*Material provided:*
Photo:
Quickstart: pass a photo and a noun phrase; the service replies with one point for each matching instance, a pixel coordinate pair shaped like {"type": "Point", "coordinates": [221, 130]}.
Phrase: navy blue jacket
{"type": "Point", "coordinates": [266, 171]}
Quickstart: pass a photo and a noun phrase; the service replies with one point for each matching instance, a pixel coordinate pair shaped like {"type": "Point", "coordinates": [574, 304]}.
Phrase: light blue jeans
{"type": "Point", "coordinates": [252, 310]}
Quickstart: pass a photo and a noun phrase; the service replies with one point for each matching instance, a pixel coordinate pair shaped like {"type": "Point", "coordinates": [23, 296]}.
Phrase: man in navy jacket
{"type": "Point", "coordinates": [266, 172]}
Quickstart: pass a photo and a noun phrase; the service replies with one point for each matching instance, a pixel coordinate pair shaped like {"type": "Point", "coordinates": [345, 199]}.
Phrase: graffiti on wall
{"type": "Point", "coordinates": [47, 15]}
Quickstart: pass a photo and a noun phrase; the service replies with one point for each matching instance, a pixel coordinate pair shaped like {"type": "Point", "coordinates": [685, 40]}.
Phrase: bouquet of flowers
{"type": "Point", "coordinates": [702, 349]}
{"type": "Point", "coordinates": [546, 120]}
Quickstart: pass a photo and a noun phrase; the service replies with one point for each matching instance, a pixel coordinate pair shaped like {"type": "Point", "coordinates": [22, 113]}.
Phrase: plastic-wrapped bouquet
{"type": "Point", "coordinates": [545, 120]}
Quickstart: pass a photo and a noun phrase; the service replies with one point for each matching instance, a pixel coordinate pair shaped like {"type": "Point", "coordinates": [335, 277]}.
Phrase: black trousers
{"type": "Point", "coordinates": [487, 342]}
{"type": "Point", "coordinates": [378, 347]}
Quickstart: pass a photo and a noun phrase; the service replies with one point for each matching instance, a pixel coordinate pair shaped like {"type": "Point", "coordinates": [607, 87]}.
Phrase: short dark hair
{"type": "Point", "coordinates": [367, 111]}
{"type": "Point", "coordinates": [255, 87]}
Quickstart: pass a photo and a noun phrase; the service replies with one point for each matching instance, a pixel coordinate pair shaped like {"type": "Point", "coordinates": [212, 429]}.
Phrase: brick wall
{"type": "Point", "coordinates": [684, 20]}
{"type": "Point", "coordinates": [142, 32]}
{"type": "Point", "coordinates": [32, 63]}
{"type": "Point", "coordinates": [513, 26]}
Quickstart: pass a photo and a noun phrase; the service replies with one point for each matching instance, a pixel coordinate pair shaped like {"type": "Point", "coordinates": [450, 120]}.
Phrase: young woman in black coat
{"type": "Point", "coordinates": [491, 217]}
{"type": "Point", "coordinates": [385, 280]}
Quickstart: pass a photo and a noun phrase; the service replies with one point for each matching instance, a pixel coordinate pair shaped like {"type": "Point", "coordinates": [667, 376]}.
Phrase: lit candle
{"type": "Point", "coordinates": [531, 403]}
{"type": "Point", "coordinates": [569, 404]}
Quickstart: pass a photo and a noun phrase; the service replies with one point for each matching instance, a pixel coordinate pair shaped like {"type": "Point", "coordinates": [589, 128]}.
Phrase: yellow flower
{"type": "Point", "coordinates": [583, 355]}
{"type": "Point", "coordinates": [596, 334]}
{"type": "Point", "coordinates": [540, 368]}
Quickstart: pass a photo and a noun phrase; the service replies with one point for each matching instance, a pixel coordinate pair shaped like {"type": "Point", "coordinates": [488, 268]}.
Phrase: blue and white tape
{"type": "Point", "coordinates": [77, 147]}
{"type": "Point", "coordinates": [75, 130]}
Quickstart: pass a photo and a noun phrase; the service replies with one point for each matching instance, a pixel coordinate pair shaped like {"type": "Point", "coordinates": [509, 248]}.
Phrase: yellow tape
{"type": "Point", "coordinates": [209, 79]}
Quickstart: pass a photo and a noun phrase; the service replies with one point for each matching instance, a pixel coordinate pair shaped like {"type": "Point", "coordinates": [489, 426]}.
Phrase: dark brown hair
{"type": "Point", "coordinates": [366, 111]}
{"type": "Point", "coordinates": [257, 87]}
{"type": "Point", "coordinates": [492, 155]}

*To do:* Word for word, write out every line of the listing.

*Solution below:*
Photo:
Quickstart: pass a photo and a noun phrase; the service replies with one point for each matching instance, a pixel coordinate pair shaped like {"type": "Point", "coordinates": [221, 130]}.
Phrase: navy blue jacket
{"type": "Point", "coordinates": [266, 171]}
Quickstart: pass a photo and a noun phrase; the service replies with one point for each matching instance, a pixel coordinate pair shaped like {"type": "Point", "coordinates": [574, 304]}.
Phrase: light blue jeans
{"type": "Point", "coordinates": [252, 310]}
Quickstart: pass a photo and a noun phrase; the service replies with one point for each matching instance, a pixel coordinate pair shaped like {"type": "Point", "coordinates": [23, 296]}.
Phrase: man in navy jacket
{"type": "Point", "coordinates": [266, 172]}
Quickstart: pass a photo and a noun phrase; the service replies with one point for each matching instance, a pixel coordinate pair shaped like {"type": "Point", "coordinates": [345, 199]}.
Phrase: graffiti on wall
{"type": "Point", "coordinates": [47, 15]}
Quickstart: pass a photo and a noun phrase; the service replies with one point for each matching instance, a pixel coordinate pair shaped like {"type": "Point", "coordinates": [685, 40]}.
Phrase: bouquet of flowers
{"type": "Point", "coordinates": [702, 349]}
{"type": "Point", "coordinates": [546, 120]}
Quickstart: pass a photo and a noun phrase; the service replies with one point for each matching instance, a pixel coordinate pair shaped like {"type": "Point", "coordinates": [22, 113]}.
Phrase: plastic-wrapped bouquet
{"type": "Point", "coordinates": [545, 120]}
Quickstart: pass a photo and a noun phrase; the service replies with one point for each matching instance, a pixel coordinate pair shaped like {"type": "Point", "coordinates": [335, 277]}.
Phrase: black trousers
{"type": "Point", "coordinates": [487, 342]}
{"type": "Point", "coordinates": [378, 347]}
Quickstart: pass a photo and a noun phrase; the service replies with one point for each matching instance, a pixel coordinate pair shaped like {"type": "Point", "coordinates": [607, 87]}.
Phrase: short dark hair
{"type": "Point", "coordinates": [367, 111]}
{"type": "Point", "coordinates": [255, 87]}
Quickstart: pass a photo and a noun phrase; the service replies with one point for each matching instance, a pixel coordinate pair shaped like {"type": "Point", "coordinates": [212, 429]}.
Phrase: brick wall
{"type": "Point", "coordinates": [684, 20]}
{"type": "Point", "coordinates": [142, 32]}
{"type": "Point", "coordinates": [32, 63]}
{"type": "Point", "coordinates": [513, 26]}
Quickstart: pass a photo and a noun phrase; the service replies with one point for each matching instance, a pixel coordinate pair shaped like {"type": "Point", "coordinates": [450, 120]}.
Phrase: young woman in black coat
{"type": "Point", "coordinates": [491, 217]}
{"type": "Point", "coordinates": [385, 280]}
Quickstart: pass a photo and a noun phrase; the service replies with one point for each matching instance, a pixel coordinate pair shaped like {"type": "Point", "coordinates": [667, 376]}.
Phrase: lit candle
{"type": "Point", "coordinates": [531, 403]}
{"type": "Point", "coordinates": [569, 404]}
Quickstart: pass a photo and a noun phrase; the service replies with one point for each matching instance, a pixel coordinate pair shaped like {"type": "Point", "coordinates": [589, 128]}.
Phrase: yellow flower
{"type": "Point", "coordinates": [583, 355]}
{"type": "Point", "coordinates": [596, 334]}
{"type": "Point", "coordinates": [540, 368]}
Quickstart: pass a photo and a noun phrase; the service replies with one point for each matching instance, a pixel coordinate pair shaped like {"type": "Point", "coordinates": [488, 268]}.
Phrase: blue and white tape
{"type": "Point", "coordinates": [77, 147]}
{"type": "Point", "coordinates": [75, 130]}
Quickstart: pass a photo and a noun phrase; the service replies with one point for each matching instance, a pixel coordinate pair shaped like {"type": "Point", "coordinates": [509, 248]}.
Phrase: yellow tape
{"type": "Point", "coordinates": [209, 79]}
Quickstart: pass a photo and a noun phrase; the service replies with one point for each matching instance, a pixel coordinate pair shaped like {"type": "Point", "coordinates": [489, 426]}.
Phrase: dark brown hair
{"type": "Point", "coordinates": [366, 111]}
{"type": "Point", "coordinates": [257, 87]}
{"type": "Point", "coordinates": [492, 155]}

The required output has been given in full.